WHAT YOU ARE ASKED TO DO:
Transcribe every record verbatim; no pictures.

STORED DATA:
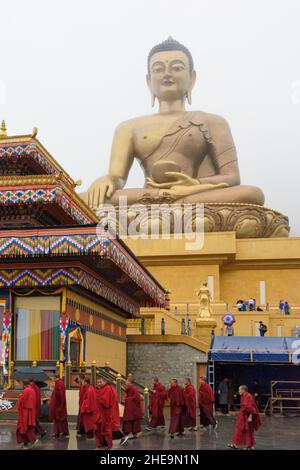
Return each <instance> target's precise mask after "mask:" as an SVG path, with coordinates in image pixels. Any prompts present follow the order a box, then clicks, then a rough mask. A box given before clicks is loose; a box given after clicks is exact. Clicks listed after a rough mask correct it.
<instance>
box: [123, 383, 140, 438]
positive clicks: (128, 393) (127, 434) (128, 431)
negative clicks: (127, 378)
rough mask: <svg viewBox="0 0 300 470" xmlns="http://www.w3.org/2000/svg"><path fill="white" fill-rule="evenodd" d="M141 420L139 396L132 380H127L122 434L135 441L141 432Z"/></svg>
mask: <svg viewBox="0 0 300 470" xmlns="http://www.w3.org/2000/svg"><path fill="white" fill-rule="evenodd" d="M142 418H143V415H142V404H141V395H140V393H139V391H138V389H137V388H136V386H135V385H134V384H133V383H132V380H130V379H128V380H127V387H126V390H125V406H124V414H123V432H124V434H125V435H126V436H129V439H136V438H137V435H138V433H140V432H141V421H142Z"/></svg>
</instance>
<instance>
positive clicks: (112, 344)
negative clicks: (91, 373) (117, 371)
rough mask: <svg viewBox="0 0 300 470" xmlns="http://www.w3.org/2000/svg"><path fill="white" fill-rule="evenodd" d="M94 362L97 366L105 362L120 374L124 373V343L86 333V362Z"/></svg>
mask: <svg viewBox="0 0 300 470" xmlns="http://www.w3.org/2000/svg"><path fill="white" fill-rule="evenodd" d="M94 360H95V361H96V363H97V365H98V366H104V365H105V362H109V363H110V367H112V368H113V369H115V370H117V371H118V372H120V373H121V374H125V373H126V343H125V342H123V341H116V340H114V339H111V338H107V337H105V336H102V335H96V334H94V333H90V332H87V333H86V362H88V363H90V362H92V361H94Z"/></svg>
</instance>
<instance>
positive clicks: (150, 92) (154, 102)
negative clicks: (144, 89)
mask: <svg viewBox="0 0 300 470" xmlns="http://www.w3.org/2000/svg"><path fill="white" fill-rule="evenodd" d="M146 81H147V85H148V88H149V90H150V94H151V106H152V108H153V106H154V105H155V98H156V96H155V94H154V93H153V91H152V90H151V84H150V75H146Z"/></svg>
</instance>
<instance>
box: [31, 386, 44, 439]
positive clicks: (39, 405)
mask: <svg viewBox="0 0 300 470" xmlns="http://www.w3.org/2000/svg"><path fill="white" fill-rule="evenodd" d="M28 380H29V382H30V387H31V388H32V390H33V391H34V393H35V406H36V410H35V421H36V424H35V425H36V432H37V433H38V434H39V435H40V436H41V438H43V437H44V436H45V435H46V434H47V431H46V429H45V428H43V426H41V424H40V422H39V417H40V416H41V415H42V397H41V391H40V387H39V386H38V385H37V384H36V383H35V381H34V380H33V378H32V377H29V379H28Z"/></svg>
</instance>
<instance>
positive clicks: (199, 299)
mask: <svg viewBox="0 0 300 470" xmlns="http://www.w3.org/2000/svg"><path fill="white" fill-rule="evenodd" d="M195 292H196V294H197V296H198V298H199V317H200V318H211V317H212V311H211V306H210V291H209V288H208V286H207V282H206V281H205V282H203V284H202V286H201V287H200V289H196V291H195Z"/></svg>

REPLY TO THE TASK:
Return each <instance> target's precise mask after "mask:" as an SVG path, with coordinates in image pixels. Any prompts present follow the order a box, then clicks, then a rough mask. A box given before clicks is loose; a box given after clicks is exact. Clicks listed after a rough mask correct it.
<instance>
box: [123, 383, 140, 438]
positive clicks: (128, 393) (127, 434) (128, 431)
negative clicks: (127, 378)
rough mask: <svg viewBox="0 0 300 470" xmlns="http://www.w3.org/2000/svg"><path fill="white" fill-rule="evenodd" d="M141 420L139 396L132 380H127L122 434L135 441L141 432Z"/></svg>
mask: <svg viewBox="0 0 300 470" xmlns="http://www.w3.org/2000/svg"><path fill="white" fill-rule="evenodd" d="M142 418H143V415H142V404H141V395H140V393H139V391H138V389H137V388H136V386H135V385H134V384H133V383H132V380H130V379H128V380H127V387H126V390H125V406H124V414H123V432H124V434H125V435H126V436H129V439H136V438H137V435H138V433H140V432H141V421H142Z"/></svg>
</instance>
<instance>
positive clicks: (112, 344)
negative clicks: (91, 373) (117, 371)
rough mask: <svg viewBox="0 0 300 470" xmlns="http://www.w3.org/2000/svg"><path fill="white" fill-rule="evenodd" d="M94 362L97 366L105 362L120 374L124 373V343L86 333V362Z"/></svg>
mask: <svg viewBox="0 0 300 470" xmlns="http://www.w3.org/2000/svg"><path fill="white" fill-rule="evenodd" d="M94 360H95V361H96V363H97V365H98V366H104V365H105V362H109V363H110V367H112V368H113V369H115V370H117V371H118V372H120V373H121V374H125V373H126V343H125V342H123V341H116V340H114V339H111V338H107V337H105V336H102V335H96V334H94V333H90V332H87V333H86V362H88V363H90V362H92V361H94Z"/></svg>
</instance>
<instance>
positive clicks: (150, 92) (154, 102)
negative clicks: (144, 89)
mask: <svg viewBox="0 0 300 470" xmlns="http://www.w3.org/2000/svg"><path fill="white" fill-rule="evenodd" d="M146 81H147V85H148V88H149V90H150V94H151V106H152V108H153V106H154V105H155V98H156V96H155V94H154V93H153V91H152V90H151V84H150V75H146Z"/></svg>
</instance>
<instance>
box: [31, 386, 44, 439]
positive clicks: (39, 405)
mask: <svg viewBox="0 0 300 470" xmlns="http://www.w3.org/2000/svg"><path fill="white" fill-rule="evenodd" d="M28 380H29V382H30V387H31V388H32V390H33V391H34V393H35V406H36V410H35V421H36V424H35V425H36V432H37V433H38V434H39V435H40V436H41V438H43V437H44V436H45V435H46V434H47V431H46V429H45V428H43V426H41V424H40V422H39V417H40V416H41V415H42V397H41V391H40V387H39V386H38V385H37V384H36V383H35V381H34V380H33V378H32V377H29V379H28Z"/></svg>
</instance>
<instance>
positive clicks: (199, 299)
mask: <svg viewBox="0 0 300 470" xmlns="http://www.w3.org/2000/svg"><path fill="white" fill-rule="evenodd" d="M195 292H196V294H197V296H198V298H199V317H200V318H211V317H212V311H211V306H210V291H209V288H208V286H207V282H206V281H205V282H203V284H202V286H201V287H200V289H196V291H195Z"/></svg>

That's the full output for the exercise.